### SET TASK
Please write out all of the entries below word for word, omitting the pictures.

### INPUT
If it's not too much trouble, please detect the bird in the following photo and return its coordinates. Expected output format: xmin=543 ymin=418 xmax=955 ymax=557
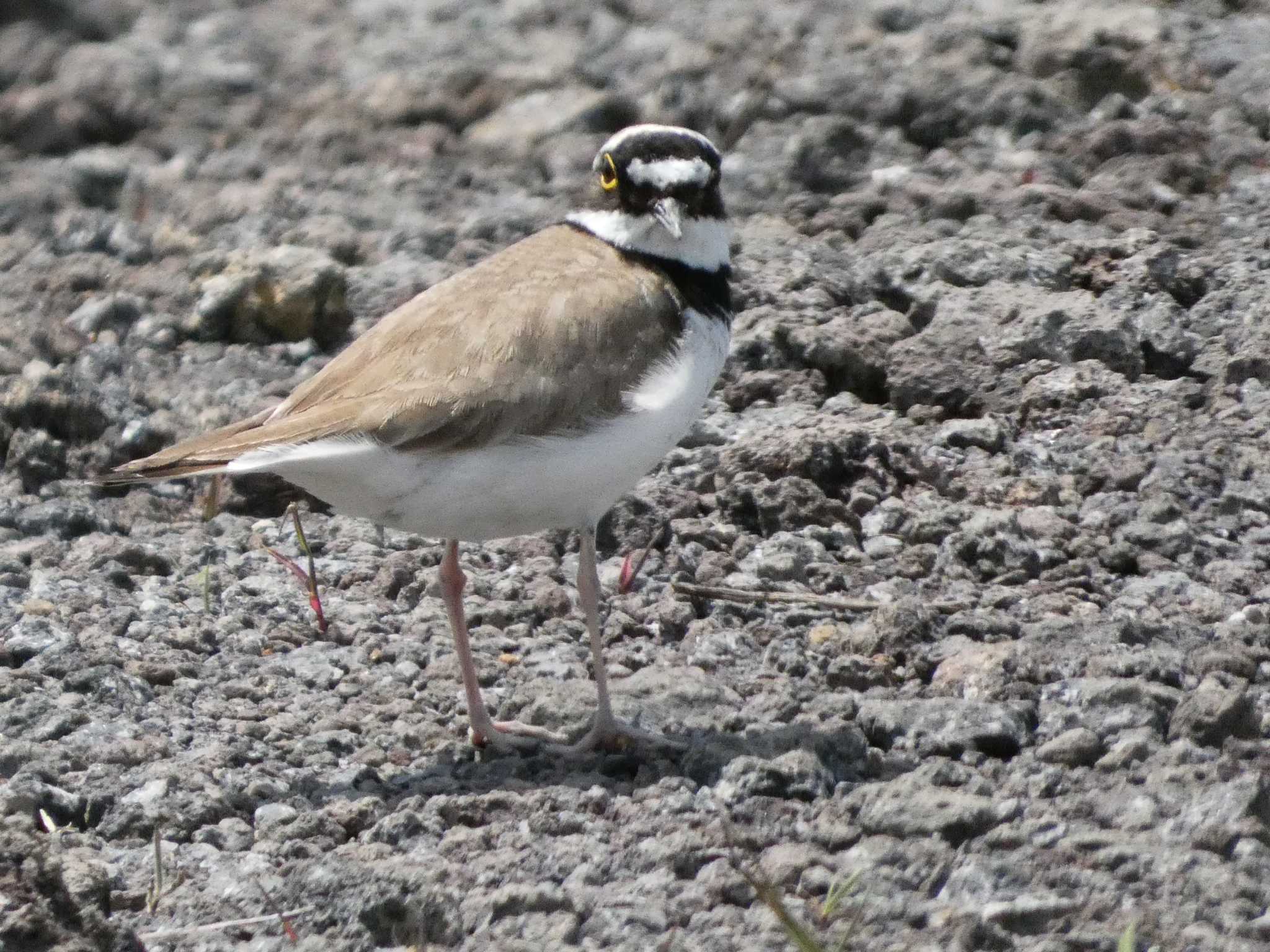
xmin=99 ymin=123 xmax=733 ymax=752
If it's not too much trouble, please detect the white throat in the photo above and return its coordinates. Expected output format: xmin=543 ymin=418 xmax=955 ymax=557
xmin=566 ymin=209 xmax=732 ymax=271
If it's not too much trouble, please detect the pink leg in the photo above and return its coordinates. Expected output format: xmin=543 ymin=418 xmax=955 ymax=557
xmin=565 ymin=527 xmax=685 ymax=752
xmin=441 ymin=539 xmax=560 ymax=750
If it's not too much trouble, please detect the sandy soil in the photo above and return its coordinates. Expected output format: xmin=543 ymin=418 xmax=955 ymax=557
xmin=0 ymin=0 xmax=1270 ymax=952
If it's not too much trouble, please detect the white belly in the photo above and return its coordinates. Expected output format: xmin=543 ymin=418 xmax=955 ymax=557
xmin=228 ymin=310 xmax=729 ymax=542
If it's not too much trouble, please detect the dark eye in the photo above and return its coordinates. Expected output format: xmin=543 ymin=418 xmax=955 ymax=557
xmin=600 ymin=152 xmax=617 ymax=192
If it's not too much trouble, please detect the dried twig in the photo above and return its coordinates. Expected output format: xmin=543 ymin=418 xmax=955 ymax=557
xmin=137 ymin=906 xmax=318 ymax=942
xmin=264 ymin=503 xmax=326 ymax=635
xmin=203 ymin=474 xmax=224 ymax=522
xmin=617 ymin=519 xmax=670 ymax=596
xmin=252 ymin=876 xmax=300 ymax=942
xmin=146 ymin=826 xmax=185 ymax=914
xmin=670 ymin=581 xmax=967 ymax=612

### SOLUTION TO THE PROBLEM
If it's not too much trouble, please detect the bird in the following photo and return its coordinates. Expected output format: xmin=543 ymin=418 xmax=955 ymax=557
xmin=99 ymin=123 xmax=733 ymax=752
If it's not too much trouble, please detect the white throat in the photo above and return its coordinates. Expected output format: xmin=543 ymin=418 xmax=955 ymax=557
xmin=566 ymin=209 xmax=732 ymax=271
If it's not too much trouble, please detect the pink leg in the photo above and return its coordinates. Expected output format: xmin=543 ymin=418 xmax=955 ymax=557
xmin=565 ymin=527 xmax=685 ymax=752
xmin=441 ymin=539 xmax=560 ymax=750
If it's not too much trouble, please detect the sandy soil in the photo above and return its coordinates. Expected output format: xmin=543 ymin=418 xmax=955 ymax=557
xmin=0 ymin=0 xmax=1270 ymax=952
If it's not too much trouble, please detect the white belly in the photo above and return its coordinates. Expected output format: xmin=543 ymin=418 xmax=955 ymax=557
xmin=228 ymin=310 xmax=729 ymax=542
If it's not too much trouble, please detect the dark eye in the photo above and return its coordinates. Expected output format: xmin=543 ymin=418 xmax=955 ymax=557
xmin=600 ymin=152 xmax=617 ymax=192
If it's not too much trouble, please detect the dried twig in the photo above and return its coordinates. Expected output format: xmin=543 ymin=418 xmax=955 ymax=557
xmin=137 ymin=906 xmax=318 ymax=942
xmin=264 ymin=503 xmax=326 ymax=635
xmin=203 ymin=474 xmax=224 ymax=522
xmin=617 ymin=519 xmax=670 ymax=596
xmin=252 ymin=876 xmax=300 ymax=942
xmin=146 ymin=826 xmax=185 ymax=914
xmin=670 ymin=581 xmax=967 ymax=612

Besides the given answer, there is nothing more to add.